▶ Task to complete
From the line that includes "the young woman" to the last line of the records that follow, copy every line exactly and nothing more, omitting pictures.

▶ Data entries

———

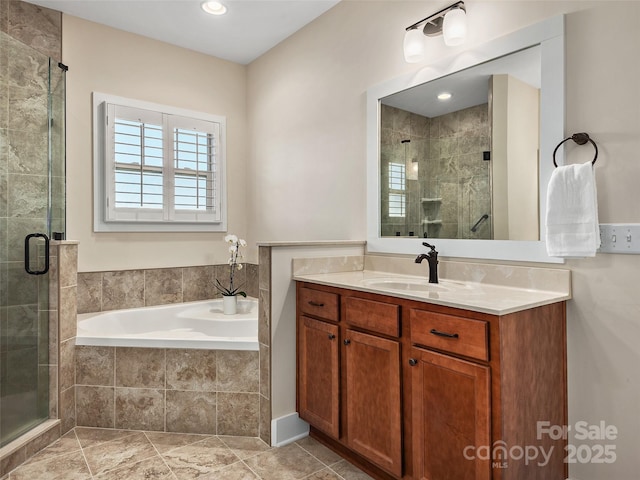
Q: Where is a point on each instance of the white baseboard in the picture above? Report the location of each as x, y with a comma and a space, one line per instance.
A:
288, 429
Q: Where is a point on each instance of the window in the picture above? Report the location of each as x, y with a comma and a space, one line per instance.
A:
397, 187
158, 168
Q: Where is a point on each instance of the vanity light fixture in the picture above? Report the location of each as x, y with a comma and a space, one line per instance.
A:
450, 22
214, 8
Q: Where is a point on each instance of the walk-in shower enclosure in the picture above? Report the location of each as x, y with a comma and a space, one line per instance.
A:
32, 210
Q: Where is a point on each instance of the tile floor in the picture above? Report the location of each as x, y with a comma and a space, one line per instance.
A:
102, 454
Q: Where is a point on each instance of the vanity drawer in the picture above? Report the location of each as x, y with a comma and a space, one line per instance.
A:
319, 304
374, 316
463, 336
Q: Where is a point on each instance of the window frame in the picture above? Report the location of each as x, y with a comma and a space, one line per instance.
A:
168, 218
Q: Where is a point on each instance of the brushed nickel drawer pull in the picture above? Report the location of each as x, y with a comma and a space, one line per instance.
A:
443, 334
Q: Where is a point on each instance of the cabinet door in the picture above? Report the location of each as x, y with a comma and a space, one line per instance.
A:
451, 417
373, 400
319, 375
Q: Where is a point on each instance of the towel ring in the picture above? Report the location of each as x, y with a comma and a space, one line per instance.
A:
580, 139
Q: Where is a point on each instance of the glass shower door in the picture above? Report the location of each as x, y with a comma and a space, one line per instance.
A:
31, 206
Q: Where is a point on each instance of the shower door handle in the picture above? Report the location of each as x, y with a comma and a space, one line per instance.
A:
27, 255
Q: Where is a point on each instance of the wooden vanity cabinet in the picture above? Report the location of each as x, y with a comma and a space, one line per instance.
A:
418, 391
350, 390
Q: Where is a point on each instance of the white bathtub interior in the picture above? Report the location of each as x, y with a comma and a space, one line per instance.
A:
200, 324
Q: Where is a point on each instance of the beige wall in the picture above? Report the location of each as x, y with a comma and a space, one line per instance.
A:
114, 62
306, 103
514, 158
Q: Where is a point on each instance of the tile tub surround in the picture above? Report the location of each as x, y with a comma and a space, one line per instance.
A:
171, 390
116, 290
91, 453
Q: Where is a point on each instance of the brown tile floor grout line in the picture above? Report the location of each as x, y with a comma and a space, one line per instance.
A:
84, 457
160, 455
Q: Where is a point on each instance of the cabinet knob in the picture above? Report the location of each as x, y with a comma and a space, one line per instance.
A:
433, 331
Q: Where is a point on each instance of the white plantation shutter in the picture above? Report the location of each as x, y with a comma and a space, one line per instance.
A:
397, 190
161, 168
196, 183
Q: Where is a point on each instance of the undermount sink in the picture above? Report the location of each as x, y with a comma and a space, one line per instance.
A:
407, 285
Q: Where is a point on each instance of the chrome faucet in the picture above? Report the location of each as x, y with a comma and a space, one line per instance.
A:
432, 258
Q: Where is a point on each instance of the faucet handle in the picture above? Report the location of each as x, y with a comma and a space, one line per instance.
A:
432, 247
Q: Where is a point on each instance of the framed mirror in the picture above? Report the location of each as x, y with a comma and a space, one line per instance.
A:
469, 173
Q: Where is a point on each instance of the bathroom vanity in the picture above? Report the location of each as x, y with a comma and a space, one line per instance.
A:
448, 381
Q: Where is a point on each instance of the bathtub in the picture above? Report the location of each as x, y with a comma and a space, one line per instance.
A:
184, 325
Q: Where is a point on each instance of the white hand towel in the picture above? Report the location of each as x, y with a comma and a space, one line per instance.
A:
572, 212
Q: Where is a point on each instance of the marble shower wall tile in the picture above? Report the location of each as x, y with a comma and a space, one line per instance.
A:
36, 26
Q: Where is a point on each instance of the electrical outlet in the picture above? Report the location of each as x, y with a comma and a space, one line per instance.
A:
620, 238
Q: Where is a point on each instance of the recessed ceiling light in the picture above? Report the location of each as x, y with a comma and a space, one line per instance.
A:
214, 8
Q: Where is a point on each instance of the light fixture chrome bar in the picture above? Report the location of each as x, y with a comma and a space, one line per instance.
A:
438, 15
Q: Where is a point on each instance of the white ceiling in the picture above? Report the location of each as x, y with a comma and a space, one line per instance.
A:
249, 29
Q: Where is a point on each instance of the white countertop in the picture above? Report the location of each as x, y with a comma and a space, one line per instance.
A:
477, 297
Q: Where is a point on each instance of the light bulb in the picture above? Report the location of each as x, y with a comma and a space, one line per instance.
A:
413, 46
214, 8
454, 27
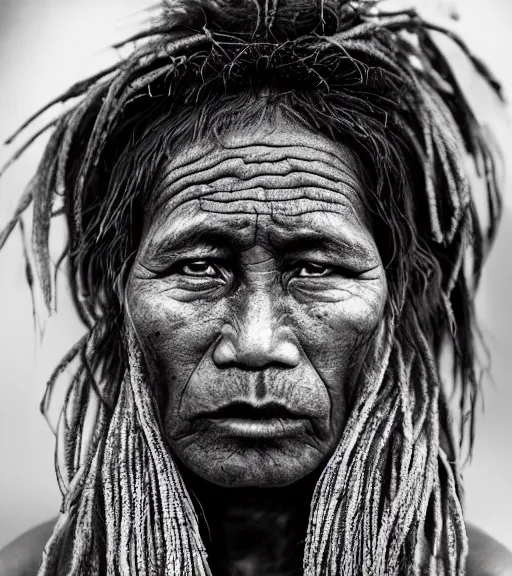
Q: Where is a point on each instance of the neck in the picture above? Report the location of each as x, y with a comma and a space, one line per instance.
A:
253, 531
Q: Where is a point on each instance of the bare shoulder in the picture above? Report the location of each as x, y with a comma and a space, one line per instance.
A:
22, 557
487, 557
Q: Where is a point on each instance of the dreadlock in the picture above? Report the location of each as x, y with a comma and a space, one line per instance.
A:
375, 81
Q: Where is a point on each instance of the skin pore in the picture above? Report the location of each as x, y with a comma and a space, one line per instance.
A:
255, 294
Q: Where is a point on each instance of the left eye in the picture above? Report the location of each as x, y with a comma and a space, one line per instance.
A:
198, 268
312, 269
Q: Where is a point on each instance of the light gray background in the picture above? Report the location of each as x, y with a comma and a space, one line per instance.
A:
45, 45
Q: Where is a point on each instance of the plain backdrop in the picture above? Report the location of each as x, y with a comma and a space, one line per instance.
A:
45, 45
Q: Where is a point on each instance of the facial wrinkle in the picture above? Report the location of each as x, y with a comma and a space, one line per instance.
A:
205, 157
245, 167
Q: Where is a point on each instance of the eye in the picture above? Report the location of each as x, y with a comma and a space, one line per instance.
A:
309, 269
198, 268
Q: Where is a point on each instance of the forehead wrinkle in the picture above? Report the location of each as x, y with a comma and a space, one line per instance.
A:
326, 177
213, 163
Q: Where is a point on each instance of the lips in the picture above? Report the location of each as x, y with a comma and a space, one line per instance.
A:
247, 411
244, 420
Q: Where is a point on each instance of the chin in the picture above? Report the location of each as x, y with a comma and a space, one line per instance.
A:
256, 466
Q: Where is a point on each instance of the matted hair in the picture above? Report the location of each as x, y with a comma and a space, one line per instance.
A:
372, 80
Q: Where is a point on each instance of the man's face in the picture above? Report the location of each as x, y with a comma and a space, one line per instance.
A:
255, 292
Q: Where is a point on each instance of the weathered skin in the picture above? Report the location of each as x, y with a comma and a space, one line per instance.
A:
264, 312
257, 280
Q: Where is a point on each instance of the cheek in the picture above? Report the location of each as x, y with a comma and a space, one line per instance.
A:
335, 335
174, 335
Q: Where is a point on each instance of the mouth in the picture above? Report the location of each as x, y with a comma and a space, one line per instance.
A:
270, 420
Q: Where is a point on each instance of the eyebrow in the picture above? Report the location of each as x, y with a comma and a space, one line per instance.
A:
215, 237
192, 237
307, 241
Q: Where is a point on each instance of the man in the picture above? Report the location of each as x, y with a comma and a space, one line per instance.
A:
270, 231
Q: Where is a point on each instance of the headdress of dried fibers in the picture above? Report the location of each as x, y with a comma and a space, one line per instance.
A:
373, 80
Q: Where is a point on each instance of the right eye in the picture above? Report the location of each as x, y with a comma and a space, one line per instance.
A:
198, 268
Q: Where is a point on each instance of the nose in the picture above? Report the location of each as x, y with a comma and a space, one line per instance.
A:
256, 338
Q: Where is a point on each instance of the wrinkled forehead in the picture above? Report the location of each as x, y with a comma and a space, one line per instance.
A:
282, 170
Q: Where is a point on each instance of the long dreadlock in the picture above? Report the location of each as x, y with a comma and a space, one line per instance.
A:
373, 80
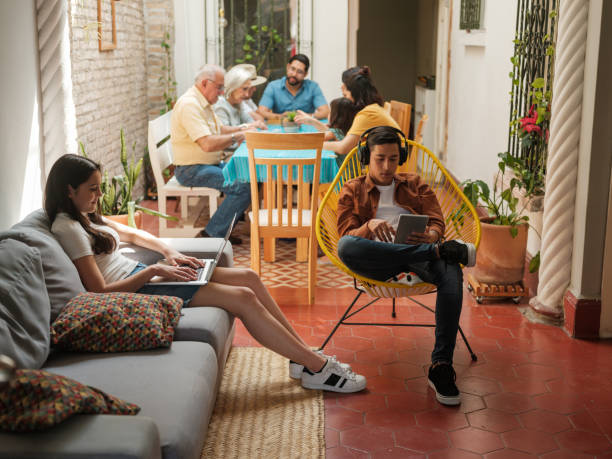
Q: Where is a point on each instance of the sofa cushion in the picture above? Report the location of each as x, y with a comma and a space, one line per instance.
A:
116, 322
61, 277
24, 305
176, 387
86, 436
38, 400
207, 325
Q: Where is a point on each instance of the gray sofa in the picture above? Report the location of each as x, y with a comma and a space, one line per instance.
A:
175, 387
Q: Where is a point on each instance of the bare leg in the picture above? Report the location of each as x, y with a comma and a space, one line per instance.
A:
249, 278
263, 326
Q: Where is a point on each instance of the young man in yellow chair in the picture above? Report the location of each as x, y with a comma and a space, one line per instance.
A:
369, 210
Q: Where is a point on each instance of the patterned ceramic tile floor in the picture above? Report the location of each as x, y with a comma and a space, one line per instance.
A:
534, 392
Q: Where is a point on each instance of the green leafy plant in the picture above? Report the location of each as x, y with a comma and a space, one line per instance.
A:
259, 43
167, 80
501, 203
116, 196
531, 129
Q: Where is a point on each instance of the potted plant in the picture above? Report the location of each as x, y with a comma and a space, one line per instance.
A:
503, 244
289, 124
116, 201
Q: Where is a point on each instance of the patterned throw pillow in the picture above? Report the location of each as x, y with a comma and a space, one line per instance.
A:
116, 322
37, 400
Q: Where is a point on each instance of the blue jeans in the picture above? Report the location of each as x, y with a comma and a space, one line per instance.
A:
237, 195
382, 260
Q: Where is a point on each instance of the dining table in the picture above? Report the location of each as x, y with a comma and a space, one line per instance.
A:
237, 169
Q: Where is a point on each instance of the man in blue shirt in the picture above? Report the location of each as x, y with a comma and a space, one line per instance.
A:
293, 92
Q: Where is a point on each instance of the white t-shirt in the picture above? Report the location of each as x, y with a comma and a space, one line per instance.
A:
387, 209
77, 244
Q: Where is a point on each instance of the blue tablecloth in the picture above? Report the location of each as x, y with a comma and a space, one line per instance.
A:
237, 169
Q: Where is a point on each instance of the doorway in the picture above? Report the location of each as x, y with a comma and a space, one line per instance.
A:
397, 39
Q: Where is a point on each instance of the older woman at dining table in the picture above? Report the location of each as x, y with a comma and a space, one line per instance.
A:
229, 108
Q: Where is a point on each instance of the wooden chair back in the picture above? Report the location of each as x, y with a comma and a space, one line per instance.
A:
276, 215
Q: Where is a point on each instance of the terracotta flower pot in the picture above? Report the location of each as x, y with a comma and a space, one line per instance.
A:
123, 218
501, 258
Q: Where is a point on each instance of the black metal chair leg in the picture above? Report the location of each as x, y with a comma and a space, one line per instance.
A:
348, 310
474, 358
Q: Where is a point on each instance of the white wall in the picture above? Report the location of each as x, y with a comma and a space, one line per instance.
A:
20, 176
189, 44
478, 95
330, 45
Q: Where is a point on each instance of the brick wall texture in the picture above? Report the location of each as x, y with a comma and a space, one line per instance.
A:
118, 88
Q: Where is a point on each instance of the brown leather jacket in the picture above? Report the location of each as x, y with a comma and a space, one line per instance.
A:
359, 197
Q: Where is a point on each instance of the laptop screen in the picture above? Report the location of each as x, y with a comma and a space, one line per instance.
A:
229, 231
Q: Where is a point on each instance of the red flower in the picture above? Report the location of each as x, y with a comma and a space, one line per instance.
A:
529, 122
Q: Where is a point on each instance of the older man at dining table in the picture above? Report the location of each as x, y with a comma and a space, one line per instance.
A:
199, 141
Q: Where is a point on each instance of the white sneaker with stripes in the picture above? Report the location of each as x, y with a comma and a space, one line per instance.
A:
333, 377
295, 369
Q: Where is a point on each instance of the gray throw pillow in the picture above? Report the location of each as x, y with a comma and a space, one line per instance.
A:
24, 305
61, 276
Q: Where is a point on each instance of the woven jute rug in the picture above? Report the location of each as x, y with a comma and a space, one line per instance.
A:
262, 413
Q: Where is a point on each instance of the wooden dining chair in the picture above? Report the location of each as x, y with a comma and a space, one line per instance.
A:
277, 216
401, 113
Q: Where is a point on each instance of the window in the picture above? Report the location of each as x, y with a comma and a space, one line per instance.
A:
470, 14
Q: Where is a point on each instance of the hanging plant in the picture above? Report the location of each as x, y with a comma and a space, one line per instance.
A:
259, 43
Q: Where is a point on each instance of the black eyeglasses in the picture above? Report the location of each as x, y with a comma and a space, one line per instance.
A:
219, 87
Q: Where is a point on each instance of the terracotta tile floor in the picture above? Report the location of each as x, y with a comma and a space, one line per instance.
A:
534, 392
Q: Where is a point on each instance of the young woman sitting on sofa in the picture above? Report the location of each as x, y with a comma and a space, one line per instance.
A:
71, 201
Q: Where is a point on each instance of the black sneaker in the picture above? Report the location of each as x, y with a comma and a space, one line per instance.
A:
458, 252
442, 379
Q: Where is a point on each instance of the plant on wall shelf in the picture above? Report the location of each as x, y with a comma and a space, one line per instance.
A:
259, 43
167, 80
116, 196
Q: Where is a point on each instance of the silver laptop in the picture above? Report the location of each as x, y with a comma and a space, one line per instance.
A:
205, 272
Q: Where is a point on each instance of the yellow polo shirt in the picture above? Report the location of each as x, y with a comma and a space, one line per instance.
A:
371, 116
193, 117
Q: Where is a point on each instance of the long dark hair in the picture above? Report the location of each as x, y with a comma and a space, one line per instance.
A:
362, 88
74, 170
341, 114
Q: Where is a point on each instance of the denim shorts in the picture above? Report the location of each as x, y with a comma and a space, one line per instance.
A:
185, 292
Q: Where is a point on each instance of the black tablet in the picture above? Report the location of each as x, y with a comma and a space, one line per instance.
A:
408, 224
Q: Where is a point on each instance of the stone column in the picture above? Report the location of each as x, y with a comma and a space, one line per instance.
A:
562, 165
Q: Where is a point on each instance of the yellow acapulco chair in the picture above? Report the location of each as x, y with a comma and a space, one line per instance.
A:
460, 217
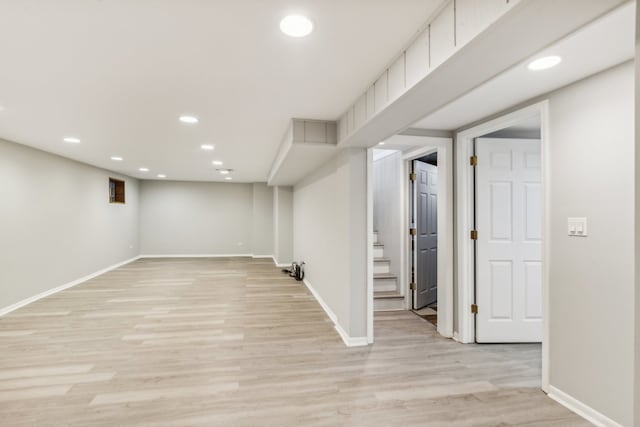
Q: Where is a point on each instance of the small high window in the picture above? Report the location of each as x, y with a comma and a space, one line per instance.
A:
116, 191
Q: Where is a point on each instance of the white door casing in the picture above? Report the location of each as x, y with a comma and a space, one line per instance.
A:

———

▶ Worked solution
Q: Where is a point on each instance of the young woman sitting on sofa in the picture above? Report the location of each as x, y with a comma and a space, one line per instance.
A:
71, 201
Q: Where is a point on each instance of the black sneaker in the picture above? Report the location of each as x, y with a comma and a space, one line per instance.
A:
458, 252
442, 379
Q: Where is a point on each instance of the plant on wall shelf in the picture above? Report the location of each as x, y with a comma and a space, one line per instance.
A:
259, 43
167, 80
116, 196
Q: Where is a point on each instance of the silver laptop in the picture above? Report the location of each as x, y with a comma and a space, one line per instance.
A:
205, 272
Q: Where is a point on each instance of the yellow polo shirt in the picture above? Report the location of each as x, y with a comma and a space, one line per instance.
A:
371, 116
193, 117
Q: Where is a point on each instance of the long dark hair in the picture above? Report the location of each as x, y with a comma and a space, one line per instance.
A:
362, 88
74, 170
341, 114
Q: Where is a point on each instance of the denim shorts in the picture above? Report the location of each as x, y with a comma and a space, one line per instance.
A:
185, 292
Q: Where is a point on each instance of the black tablet in the picture above? Report the location of each as x, y with a comma and a space, one line per instance.
A:
408, 224
Q: Where is a point on each instance of the stone column in the picture above? Report the location of each as x, y with a comma and a space, one line per instance.
A:
562, 165
Q: Where is a point on each instance of the yellow acapulco chair in the picture above? Report the location of each as x, y with a comma and a space, one line per instance.
A:
460, 217
Q: Where is a point on each instance of the small high window in the picture above? Report the location of each as x, y with a comma and a space, one line per instance.
A:
116, 191
Q: Where is a point on each instance of the white door casing in the picture above? Report the location of each as x, y with a comma and a space, one line per instance.
A:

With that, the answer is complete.